*TO DO*.
Show every line of the material below that contains the string "woman".

*RAW DATA*.
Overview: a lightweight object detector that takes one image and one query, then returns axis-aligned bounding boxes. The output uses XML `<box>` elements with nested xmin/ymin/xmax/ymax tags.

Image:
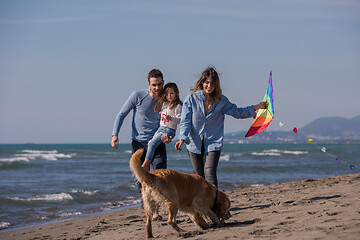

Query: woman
<box><xmin>175</xmin><ymin>67</ymin><xmax>267</xmax><ymax>187</ymax></box>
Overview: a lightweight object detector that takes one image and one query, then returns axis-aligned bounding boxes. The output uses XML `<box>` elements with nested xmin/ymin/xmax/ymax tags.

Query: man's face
<box><xmin>149</xmin><ymin>77</ymin><xmax>164</xmax><ymax>97</ymax></box>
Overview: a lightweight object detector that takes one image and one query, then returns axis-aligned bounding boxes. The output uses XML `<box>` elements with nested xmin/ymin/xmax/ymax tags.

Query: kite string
<box><xmin>273</xmin><ymin>118</ymin><xmax>355</xmax><ymax>170</ymax></box>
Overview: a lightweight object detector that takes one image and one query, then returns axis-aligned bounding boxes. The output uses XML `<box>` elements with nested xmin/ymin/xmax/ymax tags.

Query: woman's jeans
<box><xmin>188</xmin><ymin>142</ymin><xmax>221</xmax><ymax>187</ymax></box>
<box><xmin>145</xmin><ymin>126</ymin><xmax>175</xmax><ymax>161</ymax></box>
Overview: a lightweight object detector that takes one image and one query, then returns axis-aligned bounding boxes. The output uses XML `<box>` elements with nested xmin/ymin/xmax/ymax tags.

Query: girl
<box><xmin>175</xmin><ymin>67</ymin><xmax>266</xmax><ymax>187</ymax></box>
<box><xmin>142</xmin><ymin>82</ymin><xmax>182</xmax><ymax>171</ymax></box>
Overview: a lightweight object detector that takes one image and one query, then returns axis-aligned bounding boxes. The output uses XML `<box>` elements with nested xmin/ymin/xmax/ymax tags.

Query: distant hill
<box><xmin>224</xmin><ymin>115</ymin><xmax>360</xmax><ymax>143</ymax></box>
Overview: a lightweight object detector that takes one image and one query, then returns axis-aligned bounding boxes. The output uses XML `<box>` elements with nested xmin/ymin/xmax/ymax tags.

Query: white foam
<box><xmin>220</xmin><ymin>154</ymin><xmax>230</xmax><ymax>161</ymax></box>
<box><xmin>10</xmin><ymin>193</ymin><xmax>73</xmax><ymax>202</ymax></box>
<box><xmin>71</xmin><ymin>189</ymin><xmax>99</xmax><ymax>196</ymax></box>
<box><xmin>59</xmin><ymin>212</ymin><xmax>82</xmax><ymax>217</ymax></box>
<box><xmin>251</xmin><ymin>149</ymin><xmax>308</xmax><ymax>156</ymax></box>
<box><xmin>0</xmin><ymin>150</ymin><xmax>76</xmax><ymax>162</ymax></box>
<box><xmin>0</xmin><ymin>222</ymin><xmax>11</xmax><ymax>229</ymax></box>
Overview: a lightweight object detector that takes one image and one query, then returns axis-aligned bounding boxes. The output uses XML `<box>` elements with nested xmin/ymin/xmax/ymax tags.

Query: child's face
<box><xmin>166</xmin><ymin>88</ymin><xmax>176</xmax><ymax>102</ymax></box>
<box><xmin>203</xmin><ymin>78</ymin><xmax>215</xmax><ymax>94</ymax></box>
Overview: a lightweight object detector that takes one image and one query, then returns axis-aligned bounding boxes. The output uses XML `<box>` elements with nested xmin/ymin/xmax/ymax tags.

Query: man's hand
<box><xmin>175</xmin><ymin>140</ymin><xmax>184</xmax><ymax>151</ymax></box>
<box><xmin>111</xmin><ymin>136</ymin><xmax>119</xmax><ymax>149</ymax></box>
<box><xmin>161</xmin><ymin>133</ymin><xmax>172</xmax><ymax>143</ymax></box>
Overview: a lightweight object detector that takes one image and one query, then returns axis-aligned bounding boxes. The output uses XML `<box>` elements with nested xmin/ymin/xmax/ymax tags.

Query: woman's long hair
<box><xmin>154</xmin><ymin>82</ymin><xmax>182</xmax><ymax>112</ymax></box>
<box><xmin>189</xmin><ymin>66</ymin><xmax>222</xmax><ymax>109</ymax></box>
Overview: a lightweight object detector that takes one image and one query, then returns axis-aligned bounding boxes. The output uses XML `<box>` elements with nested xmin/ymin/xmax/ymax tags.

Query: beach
<box><xmin>0</xmin><ymin>174</ymin><xmax>360</xmax><ymax>240</ymax></box>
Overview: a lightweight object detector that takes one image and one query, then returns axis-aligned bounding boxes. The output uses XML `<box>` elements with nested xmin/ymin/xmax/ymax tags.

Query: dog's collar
<box><xmin>211</xmin><ymin>189</ymin><xmax>219</xmax><ymax>211</ymax></box>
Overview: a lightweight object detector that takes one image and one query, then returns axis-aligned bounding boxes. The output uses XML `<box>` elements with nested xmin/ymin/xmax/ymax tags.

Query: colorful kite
<box><xmin>245</xmin><ymin>71</ymin><xmax>274</xmax><ymax>137</ymax></box>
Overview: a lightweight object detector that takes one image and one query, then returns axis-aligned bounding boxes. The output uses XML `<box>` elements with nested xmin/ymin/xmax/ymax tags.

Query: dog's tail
<box><xmin>129</xmin><ymin>149</ymin><xmax>155</xmax><ymax>184</ymax></box>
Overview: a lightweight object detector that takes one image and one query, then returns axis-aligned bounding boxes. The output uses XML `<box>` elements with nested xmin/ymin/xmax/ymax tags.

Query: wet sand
<box><xmin>0</xmin><ymin>174</ymin><xmax>360</xmax><ymax>240</ymax></box>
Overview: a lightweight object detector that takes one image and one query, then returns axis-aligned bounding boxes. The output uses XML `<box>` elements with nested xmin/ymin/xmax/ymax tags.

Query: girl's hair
<box><xmin>154</xmin><ymin>82</ymin><xmax>182</xmax><ymax>112</ymax></box>
<box><xmin>189</xmin><ymin>66</ymin><xmax>222</xmax><ymax>108</ymax></box>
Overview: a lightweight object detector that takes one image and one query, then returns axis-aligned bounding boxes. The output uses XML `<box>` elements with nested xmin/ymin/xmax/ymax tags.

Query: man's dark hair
<box><xmin>148</xmin><ymin>69</ymin><xmax>164</xmax><ymax>82</ymax></box>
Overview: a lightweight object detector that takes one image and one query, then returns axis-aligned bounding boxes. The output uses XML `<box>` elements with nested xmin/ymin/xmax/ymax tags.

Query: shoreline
<box><xmin>0</xmin><ymin>174</ymin><xmax>360</xmax><ymax>240</ymax></box>
<box><xmin>0</xmin><ymin>203</ymin><xmax>141</xmax><ymax>234</ymax></box>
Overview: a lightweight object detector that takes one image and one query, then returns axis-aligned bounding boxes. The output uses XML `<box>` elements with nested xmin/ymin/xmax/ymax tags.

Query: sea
<box><xmin>0</xmin><ymin>143</ymin><xmax>360</xmax><ymax>231</ymax></box>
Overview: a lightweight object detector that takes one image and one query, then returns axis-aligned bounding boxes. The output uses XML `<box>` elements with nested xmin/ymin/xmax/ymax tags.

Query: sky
<box><xmin>0</xmin><ymin>0</ymin><xmax>360</xmax><ymax>143</ymax></box>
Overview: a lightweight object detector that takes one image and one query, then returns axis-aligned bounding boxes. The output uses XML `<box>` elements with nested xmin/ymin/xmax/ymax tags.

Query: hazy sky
<box><xmin>0</xmin><ymin>0</ymin><xmax>360</xmax><ymax>143</ymax></box>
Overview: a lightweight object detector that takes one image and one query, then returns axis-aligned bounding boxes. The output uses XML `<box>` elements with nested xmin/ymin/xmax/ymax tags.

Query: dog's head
<box><xmin>213</xmin><ymin>191</ymin><xmax>231</xmax><ymax>220</ymax></box>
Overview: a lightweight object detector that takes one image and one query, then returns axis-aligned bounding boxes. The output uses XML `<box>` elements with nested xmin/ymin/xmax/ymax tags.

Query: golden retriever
<box><xmin>130</xmin><ymin>149</ymin><xmax>230</xmax><ymax>238</ymax></box>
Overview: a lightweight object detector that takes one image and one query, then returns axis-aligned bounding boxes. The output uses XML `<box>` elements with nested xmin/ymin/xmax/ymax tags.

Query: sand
<box><xmin>0</xmin><ymin>174</ymin><xmax>360</xmax><ymax>240</ymax></box>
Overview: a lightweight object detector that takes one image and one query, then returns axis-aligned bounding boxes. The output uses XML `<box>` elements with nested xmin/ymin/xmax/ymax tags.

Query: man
<box><xmin>111</xmin><ymin>69</ymin><xmax>171</xmax><ymax>169</ymax></box>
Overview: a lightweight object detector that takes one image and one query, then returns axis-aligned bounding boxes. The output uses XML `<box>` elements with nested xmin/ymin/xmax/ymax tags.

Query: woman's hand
<box><xmin>175</xmin><ymin>140</ymin><xmax>184</xmax><ymax>151</ymax></box>
<box><xmin>254</xmin><ymin>101</ymin><xmax>268</xmax><ymax>111</ymax></box>
<box><xmin>161</xmin><ymin>133</ymin><xmax>172</xmax><ymax>143</ymax></box>
<box><xmin>111</xmin><ymin>136</ymin><xmax>119</xmax><ymax>149</ymax></box>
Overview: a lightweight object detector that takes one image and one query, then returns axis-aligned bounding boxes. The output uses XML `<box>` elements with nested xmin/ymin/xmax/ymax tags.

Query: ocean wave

*CORRECT OUTPUT*.
Query: woman
Query: woman's jeans
Query: woman's long hair
Query: woman's hand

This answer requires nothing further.